__WHAT TO PRODUCE__: In the article on almond orchard soil below, what share of the total almond weight do hulls and shells make up?

__SUPPLIED PASSAGE__:
FFAR Awards Grant to Enhance Soil Practices in Almond Orchards
- Soil Health
DAVIS and WASHINGTON (March 28, 2019) – More than 80 percent of the world’s almonds are produced in California and this industry contributes $21 billion to the state’s economy. In recognition of the need to develop more resilient almond orchards, the Foundation for Food & Agriculture Research (FFAR) awarded a $225,000 Seeding Solutions Grant to the University of California, Davis, to improve soil health in almond orchards. The FFAR grant has been matched with funding from the Almond Board of California and almond growers for a total $450,000 investment.
Currently, almond growers clean the orchard floor so that no weeds, manures or organic matter are left before harvest begins. Almond harvesters then shake the trees to encourage the almond fruit to fall to the ground, where it dries out before growers transfer the fruit in its hull and shell to processing facilities. Since the almonds touch the ground during harvest, growers are not able to use manures, composts or other materials added to the soil that would contaminate the nuts.
The current practice deprives the soil of vital nutrients and creates additional costs for growers. Hulls and shells contain nitrogen and potassium, which the trees need to thrive. Clearing away the hulls and shells means growers must fertilize more. The hulls and shells are also 70 percent of the total almond weight, adding to transportation costs.
However, if the almond hulls and shells are left on the ground, they would improve the soil and save money.
“Healthy soils hold nutrients better, hold water better, improve crop disease resilience, capture carbon and reduce nitrogen leaching,” said Patrick H. Brown, professor in the Department of Plant Sciences at UC Davis. “This whole system change that eliminates almond contact with the orchard floor has the potential to reduce herbicide, fertilizer and pesticide use.”

__DATASET EXCERPTS__:
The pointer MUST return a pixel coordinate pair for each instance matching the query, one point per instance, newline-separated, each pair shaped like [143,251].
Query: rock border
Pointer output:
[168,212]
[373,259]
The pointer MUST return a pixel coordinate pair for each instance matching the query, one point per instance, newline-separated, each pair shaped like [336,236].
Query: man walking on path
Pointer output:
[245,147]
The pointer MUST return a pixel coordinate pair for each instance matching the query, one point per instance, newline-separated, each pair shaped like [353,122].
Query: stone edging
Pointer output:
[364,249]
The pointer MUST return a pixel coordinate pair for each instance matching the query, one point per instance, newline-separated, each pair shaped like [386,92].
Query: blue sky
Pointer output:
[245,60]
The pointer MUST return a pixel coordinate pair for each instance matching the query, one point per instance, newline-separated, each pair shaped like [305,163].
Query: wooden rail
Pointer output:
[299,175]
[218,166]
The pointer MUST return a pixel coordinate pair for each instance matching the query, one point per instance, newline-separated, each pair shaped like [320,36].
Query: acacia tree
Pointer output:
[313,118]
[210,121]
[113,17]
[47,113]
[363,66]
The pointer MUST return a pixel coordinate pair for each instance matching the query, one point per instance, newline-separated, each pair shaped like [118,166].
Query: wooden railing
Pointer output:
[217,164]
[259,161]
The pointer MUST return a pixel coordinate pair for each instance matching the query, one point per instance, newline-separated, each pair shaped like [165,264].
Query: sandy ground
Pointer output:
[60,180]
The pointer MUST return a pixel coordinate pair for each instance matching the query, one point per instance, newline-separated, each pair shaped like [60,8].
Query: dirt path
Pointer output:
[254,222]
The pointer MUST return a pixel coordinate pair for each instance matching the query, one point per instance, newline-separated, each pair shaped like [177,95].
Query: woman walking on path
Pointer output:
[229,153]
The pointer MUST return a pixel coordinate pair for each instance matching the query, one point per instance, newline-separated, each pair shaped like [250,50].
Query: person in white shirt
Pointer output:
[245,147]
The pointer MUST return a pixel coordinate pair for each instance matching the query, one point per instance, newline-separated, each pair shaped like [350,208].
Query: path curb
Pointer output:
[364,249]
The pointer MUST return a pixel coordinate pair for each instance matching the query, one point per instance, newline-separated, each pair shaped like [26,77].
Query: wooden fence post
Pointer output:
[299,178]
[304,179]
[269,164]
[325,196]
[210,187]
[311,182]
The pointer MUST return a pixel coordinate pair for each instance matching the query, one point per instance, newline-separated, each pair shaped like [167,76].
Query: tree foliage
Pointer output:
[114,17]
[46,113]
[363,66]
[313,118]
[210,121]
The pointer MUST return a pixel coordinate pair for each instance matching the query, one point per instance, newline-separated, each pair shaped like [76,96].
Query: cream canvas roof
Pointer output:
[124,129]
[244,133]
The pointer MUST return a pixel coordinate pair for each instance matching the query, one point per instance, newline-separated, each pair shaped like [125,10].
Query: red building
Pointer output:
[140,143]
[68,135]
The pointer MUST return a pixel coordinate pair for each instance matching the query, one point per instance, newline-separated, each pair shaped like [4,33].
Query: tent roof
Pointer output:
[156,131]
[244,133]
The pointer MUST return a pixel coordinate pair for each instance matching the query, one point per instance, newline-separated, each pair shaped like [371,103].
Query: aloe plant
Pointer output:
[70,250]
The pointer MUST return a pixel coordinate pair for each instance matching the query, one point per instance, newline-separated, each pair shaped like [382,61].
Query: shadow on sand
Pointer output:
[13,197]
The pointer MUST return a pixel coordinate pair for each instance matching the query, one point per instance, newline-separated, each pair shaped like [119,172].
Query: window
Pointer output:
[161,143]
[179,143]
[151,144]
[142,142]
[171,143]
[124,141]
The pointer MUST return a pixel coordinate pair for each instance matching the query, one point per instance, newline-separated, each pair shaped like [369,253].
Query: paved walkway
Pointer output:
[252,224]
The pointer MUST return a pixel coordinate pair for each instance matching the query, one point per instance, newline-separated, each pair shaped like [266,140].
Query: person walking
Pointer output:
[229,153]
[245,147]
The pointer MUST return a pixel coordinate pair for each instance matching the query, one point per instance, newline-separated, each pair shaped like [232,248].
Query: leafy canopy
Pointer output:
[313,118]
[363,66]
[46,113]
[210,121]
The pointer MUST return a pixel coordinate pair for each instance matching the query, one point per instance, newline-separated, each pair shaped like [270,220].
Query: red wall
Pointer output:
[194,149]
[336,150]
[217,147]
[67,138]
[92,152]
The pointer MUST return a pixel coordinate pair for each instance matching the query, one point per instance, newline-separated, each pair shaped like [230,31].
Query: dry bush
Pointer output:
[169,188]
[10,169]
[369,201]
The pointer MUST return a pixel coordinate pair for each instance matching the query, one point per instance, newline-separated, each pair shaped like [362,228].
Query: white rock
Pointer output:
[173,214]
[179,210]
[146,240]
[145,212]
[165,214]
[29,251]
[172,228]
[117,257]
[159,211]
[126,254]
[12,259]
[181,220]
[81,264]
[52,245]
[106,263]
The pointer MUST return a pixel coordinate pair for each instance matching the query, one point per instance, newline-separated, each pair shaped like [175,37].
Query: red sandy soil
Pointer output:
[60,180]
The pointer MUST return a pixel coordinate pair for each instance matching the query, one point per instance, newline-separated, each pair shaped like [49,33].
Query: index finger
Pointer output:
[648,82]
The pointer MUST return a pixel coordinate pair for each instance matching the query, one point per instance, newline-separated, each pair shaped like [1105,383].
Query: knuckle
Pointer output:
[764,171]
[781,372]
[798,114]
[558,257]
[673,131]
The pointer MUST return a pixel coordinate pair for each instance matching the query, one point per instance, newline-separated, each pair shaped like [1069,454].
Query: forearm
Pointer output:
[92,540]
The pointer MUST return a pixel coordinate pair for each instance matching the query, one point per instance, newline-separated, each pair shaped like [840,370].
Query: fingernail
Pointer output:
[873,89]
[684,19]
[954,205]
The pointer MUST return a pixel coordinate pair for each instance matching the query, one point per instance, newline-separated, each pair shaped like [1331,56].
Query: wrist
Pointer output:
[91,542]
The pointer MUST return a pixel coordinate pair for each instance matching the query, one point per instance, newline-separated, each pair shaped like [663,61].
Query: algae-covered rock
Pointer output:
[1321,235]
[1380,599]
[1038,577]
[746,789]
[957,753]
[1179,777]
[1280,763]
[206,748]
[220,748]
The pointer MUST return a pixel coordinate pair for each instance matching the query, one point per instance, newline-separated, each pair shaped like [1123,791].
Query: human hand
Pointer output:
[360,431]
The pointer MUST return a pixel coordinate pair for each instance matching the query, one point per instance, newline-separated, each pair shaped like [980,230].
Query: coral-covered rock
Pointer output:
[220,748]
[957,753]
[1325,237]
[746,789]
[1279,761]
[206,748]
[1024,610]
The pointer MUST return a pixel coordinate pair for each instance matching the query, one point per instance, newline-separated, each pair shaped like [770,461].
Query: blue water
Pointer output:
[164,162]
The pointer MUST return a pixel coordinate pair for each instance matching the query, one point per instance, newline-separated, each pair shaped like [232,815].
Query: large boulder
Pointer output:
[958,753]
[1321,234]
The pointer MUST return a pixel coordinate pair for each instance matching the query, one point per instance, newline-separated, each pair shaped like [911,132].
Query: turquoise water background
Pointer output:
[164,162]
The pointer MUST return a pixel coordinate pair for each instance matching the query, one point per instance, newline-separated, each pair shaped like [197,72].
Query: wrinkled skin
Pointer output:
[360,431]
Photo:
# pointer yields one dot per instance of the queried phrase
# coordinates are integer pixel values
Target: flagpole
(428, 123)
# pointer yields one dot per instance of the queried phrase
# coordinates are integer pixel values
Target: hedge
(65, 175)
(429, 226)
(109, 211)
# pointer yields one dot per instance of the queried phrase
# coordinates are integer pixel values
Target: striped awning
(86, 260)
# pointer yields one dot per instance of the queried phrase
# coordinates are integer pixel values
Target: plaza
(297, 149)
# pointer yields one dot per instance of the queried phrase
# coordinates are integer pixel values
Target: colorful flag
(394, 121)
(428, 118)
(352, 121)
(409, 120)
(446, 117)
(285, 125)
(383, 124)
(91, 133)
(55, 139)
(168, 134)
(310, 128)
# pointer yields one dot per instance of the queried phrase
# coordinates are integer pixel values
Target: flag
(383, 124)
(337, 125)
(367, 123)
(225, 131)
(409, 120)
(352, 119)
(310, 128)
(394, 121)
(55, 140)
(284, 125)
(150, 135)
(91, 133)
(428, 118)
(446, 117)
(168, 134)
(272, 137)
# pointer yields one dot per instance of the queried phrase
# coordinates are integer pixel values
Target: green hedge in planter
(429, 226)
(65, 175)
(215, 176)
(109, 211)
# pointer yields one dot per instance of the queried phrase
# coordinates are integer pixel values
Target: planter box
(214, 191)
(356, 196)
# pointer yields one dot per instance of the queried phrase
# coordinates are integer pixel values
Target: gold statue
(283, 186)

__ANSWER TO THE PROBLEM__: 70 percent